Set exercise: Extract every line of the material below that contains the string "white", treating uppercase and lowercase letters as different.

--- Begin ---

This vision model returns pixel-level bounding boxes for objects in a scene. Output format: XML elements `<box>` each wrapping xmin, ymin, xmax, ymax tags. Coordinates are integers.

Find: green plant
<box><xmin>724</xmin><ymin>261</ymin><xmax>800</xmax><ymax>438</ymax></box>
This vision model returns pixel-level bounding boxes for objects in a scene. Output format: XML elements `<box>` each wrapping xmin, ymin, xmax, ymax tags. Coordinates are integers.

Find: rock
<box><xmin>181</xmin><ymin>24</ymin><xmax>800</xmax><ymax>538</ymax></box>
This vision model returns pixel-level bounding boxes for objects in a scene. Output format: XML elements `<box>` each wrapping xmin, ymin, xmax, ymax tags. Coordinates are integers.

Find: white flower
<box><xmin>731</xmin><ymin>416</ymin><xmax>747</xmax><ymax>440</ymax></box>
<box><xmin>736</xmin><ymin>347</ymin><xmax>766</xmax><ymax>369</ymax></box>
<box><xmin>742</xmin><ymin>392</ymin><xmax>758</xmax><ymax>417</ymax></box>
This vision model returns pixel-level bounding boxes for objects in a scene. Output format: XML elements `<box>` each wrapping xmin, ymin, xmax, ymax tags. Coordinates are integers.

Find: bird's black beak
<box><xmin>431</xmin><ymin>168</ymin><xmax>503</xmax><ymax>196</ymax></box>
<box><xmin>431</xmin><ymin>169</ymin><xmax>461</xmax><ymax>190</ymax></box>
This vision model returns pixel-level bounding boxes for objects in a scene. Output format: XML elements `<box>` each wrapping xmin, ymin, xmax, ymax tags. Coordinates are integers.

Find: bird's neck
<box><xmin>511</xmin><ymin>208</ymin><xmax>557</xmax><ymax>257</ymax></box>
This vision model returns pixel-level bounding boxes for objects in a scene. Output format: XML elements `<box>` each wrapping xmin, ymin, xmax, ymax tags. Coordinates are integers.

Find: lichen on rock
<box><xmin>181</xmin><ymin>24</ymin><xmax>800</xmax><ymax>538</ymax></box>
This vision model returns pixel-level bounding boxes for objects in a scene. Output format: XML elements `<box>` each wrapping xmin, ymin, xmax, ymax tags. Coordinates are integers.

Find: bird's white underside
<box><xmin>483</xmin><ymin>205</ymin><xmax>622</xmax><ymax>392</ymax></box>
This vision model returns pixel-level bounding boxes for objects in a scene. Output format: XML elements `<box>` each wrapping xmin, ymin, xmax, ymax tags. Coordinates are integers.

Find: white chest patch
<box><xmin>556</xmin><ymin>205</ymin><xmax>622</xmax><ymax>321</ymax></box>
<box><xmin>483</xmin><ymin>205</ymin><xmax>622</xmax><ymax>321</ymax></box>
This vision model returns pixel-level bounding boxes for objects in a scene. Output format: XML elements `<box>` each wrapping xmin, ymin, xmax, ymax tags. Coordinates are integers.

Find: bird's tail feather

--- End ---

Expected output:
Find: white flower
Find: bird's white underside
Find: white chest patch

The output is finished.